Exercise directions ▸ Present every line of the entries below as a Markdown table, omitting blank lines, with a column named "Row" holding the row number and a column named "Line" holding the line itself.

───── The input ─────

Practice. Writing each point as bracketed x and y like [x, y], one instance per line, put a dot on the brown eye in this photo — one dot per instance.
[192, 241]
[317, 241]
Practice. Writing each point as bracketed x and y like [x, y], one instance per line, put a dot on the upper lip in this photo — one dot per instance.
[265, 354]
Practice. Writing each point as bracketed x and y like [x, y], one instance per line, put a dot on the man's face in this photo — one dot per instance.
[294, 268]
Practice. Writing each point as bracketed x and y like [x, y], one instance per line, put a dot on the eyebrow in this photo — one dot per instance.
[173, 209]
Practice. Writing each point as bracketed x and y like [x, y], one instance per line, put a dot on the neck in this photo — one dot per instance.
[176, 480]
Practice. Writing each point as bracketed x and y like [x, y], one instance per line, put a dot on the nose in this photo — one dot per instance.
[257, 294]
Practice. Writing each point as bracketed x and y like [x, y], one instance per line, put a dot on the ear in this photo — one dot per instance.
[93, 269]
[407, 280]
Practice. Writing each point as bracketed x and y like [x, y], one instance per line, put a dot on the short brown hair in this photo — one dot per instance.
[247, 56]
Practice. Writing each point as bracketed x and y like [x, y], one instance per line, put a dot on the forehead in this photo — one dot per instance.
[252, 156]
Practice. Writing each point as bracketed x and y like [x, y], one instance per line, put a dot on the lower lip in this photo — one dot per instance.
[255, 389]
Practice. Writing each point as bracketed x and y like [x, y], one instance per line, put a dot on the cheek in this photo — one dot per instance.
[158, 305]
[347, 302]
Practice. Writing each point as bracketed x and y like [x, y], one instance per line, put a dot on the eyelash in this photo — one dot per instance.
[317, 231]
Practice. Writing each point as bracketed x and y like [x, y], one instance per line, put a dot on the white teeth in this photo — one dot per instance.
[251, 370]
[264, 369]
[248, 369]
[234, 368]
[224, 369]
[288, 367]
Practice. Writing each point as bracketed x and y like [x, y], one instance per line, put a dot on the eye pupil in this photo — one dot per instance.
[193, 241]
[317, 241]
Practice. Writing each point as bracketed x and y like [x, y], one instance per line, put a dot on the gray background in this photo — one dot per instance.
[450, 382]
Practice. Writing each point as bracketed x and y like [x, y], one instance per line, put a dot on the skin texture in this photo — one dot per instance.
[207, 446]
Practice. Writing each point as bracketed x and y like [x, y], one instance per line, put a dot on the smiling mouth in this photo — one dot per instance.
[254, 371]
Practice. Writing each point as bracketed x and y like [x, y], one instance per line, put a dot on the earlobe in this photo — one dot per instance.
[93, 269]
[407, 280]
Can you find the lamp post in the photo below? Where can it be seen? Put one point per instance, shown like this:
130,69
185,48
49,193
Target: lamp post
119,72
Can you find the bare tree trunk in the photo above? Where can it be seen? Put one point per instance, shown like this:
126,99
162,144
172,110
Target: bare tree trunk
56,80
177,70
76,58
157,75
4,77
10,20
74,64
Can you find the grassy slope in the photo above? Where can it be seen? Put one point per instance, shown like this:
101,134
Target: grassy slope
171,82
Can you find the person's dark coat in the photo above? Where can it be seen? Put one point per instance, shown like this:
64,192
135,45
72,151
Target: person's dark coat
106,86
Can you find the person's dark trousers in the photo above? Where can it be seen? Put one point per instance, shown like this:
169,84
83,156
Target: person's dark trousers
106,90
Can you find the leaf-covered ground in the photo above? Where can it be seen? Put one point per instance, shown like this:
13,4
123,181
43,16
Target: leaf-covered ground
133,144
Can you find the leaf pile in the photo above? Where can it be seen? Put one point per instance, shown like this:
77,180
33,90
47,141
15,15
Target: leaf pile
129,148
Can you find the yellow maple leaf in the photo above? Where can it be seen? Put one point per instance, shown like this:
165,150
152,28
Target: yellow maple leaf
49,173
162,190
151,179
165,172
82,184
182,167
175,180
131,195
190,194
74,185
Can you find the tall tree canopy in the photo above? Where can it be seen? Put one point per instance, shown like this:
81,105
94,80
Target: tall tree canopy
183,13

─────

Answer to the task ▸
| Row | Line |
|---|---|
| 1 | Practice. Writing each point as bracketed x and y like [x, y], one instance per line, put a dot on the brown eye in this photo — one dot per instance. |
| 2 | [192, 241] |
| 3 | [317, 241] |
| 4 | Practice. Writing each point as bracketed x and y like [x, y], one instance per line, put a dot on the upper lip in this photo — one dot per instance. |
| 5 | [265, 354] |
| 6 | Practice. Writing each point as bracketed x and y like [x, y], one instance per line, put a dot on the man's face in this photo — one dot per instance. |
| 7 | [294, 268] |
| 8 | Practice. Writing each point as bracketed x and y like [x, y], one instance per line, put a dot on the eyebrow in this photo — one dot per instance. |
| 9 | [173, 209] |
| 10 | Practice. Writing each point as bracketed x and y like [x, y], one instance per line, put a dot on the neck in this photo — one dot per instance. |
| 11 | [176, 480] |
| 12 | Practice. Writing each point as bracketed x and y like [x, y], one instance per line, put a dot on the nose in this photo — one dot per instance. |
| 13 | [257, 294] |
| 14 | Practice. Writing each point as bracketed x and y like [x, y], one instance per line, put a dot on the ear in this photo — one dot per instance. |
| 15 | [93, 269] |
| 16 | [407, 280] |
| 17 | Practice. Writing each point as bracketed x and y like [x, y], one instance per line, put a dot on the short brown hair in this photo — one dot per instance. |
| 18 | [247, 56] |
| 19 | Practice. Writing each point as bracketed x and y like [x, y], one instance per line, put a dot on the forehead in this photo — one dot per instance. |
| 20 | [252, 156] |
| 21 | Practice. Writing each point as bracketed x and y like [x, y], one instance per line, put a dot on the lower lip in this photo — one dot per instance. |
| 22 | [255, 389] |
| 23 | Practice. Writing each point as bracketed x and y like [x, y], one instance per line, put a dot on the cheek in this photo — one dot per instance. |
| 24 | [158, 305] |
| 25 | [347, 302] |
| 26 | Practice. Writing each point as bracketed x and y like [x, y], one instance per line, put a dot on the eyelash in this photo — one dot per instance. |
| 27 | [317, 231] |
| 28 | Practice. Writing each point as bracketed x and y like [x, y], one instance per line, put a dot on the white teeth in this photo — one dot per instance. |
| 29 | [251, 370] |
| 30 | [264, 369] |
| 31 | [248, 369] |
| 32 | [234, 368] |
| 33 | [224, 369] |
| 34 | [288, 367] |
| 35 | Practice. Writing each point as bracketed x and y like [x, y], one instance per line, put a dot on the eye pupil in this photo — one dot per instance. |
| 36 | [193, 241] |
| 37 | [317, 241] |
| 38 | Practice. Writing each point as bracketed x and y like [x, y], one instance per line, put a dot on the gray background in this photo — one dot per instance. |
| 39 | [450, 382] |
| 40 | Practice. Writing each point as bracketed x and y like [x, y], one instance per line, put a dot on the skin texture in this photo — one dot per instance. |
| 41 | [207, 446] |
| 42 | Practice. Writing each point as bracketed x and y like [x, y], one instance per line, put a dot on the smiling mouth in this photo — one dot per instance. |
| 43 | [254, 371] |
| 44 | Practice. Writing each point as bracketed x and y like [x, y], one instance per line, put a dot on the earlobe in this photo — one dot per instance. |
| 45 | [93, 269] |
| 46 | [407, 280] |
| 47 | Can you find the lamp post in the photo below? Where can it be seen? Put one point per instance, shown like this: |
| 48 | 130,69 |
| 49 | 185,48 |
| 50 | 49,193 |
| 51 | Target: lamp post |
| 52 | 119,72 |
| 53 | Can you find the bare tree trunk in the photo above? Where can it be seen? Put one point per instance, shown like this: |
| 54 | 126,99 |
| 55 | 162,144 |
| 56 | 172,110 |
| 57 | Target: bare tree trunk |
| 58 | 56,80 |
| 59 | 177,70 |
| 60 | 76,58 |
| 61 | 157,75 |
| 62 | 4,77 |
| 63 | 10,20 |
| 64 | 74,64 |
| 65 | Can you find the grassy slope in the photo above? Where can it be seen? Put one point per instance, shown like this: |
| 66 | 101,134 |
| 67 | Target: grassy slope |
| 68 | 171,82 |
| 69 | Can you find the person's dark coat in the photo above? Where can it be seen? Put one point per instance, shown like this: |
| 70 | 64,192 |
| 71 | 135,45 |
| 72 | 72,151 |
| 73 | Target: person's dark coat |
| 74 | 106,86 |
| 75 | Can you find the person's dark trousers in the photo above? Where can it be seen? Put one point per instance, shown like this: |
| 76 | 169,84 |
| 77 | 83,156 |
| 78 | Target: person's dark trousers |
| 79 | 106,90 |
| 80 | Can you find the leaf-covered ground in the photo above? Where can it be seen? Put one point per instance, shown like this: |
| 81 | 13,4 |
| 82 | 123,181 |
| 83 | 43,16 |
| 84 | Target: leaf-covered ground |
| 85 | 133,144 |
| 86 | Can you find the leaf pile in the photo above? Where can it be seen? Put one point per instance, shown like this: |
| 87 | 77,180 |
| 88 | 33,90 |
| 89 | 47,141 |
| 90 | 15,15 |
| 91 | Target: leaf pile |
| 92 | 129,148 |
| 93 | Can you find the yellow maple leaf in the photo above? Where can it be seen? Put one point per instance, shown like this: |
| 94 | 165,150 |
| 95 | 152,28 |
| 96 | Target: yellow maple leaf |
| 97 | 49,173 |
| 98 | 162,190 |
| 99 | 151,179 |
| 100 | 165,172 |
| 101 | 82,184 |
| 102 | 182,167 |
| 103 | 175,180 |
| 104 | 131,195 |
| 105 | 190,194 |
| 106 | 74,185 |
| 107 | Can you find the tall tree canopy in the photo above? Where can it be seen? Put one point per instance, shown like this: |
| 108 | 81,105 |
| 109 | 94,80 |
| 110 | Target: tall tree canopy |
| 111 | 183,13 |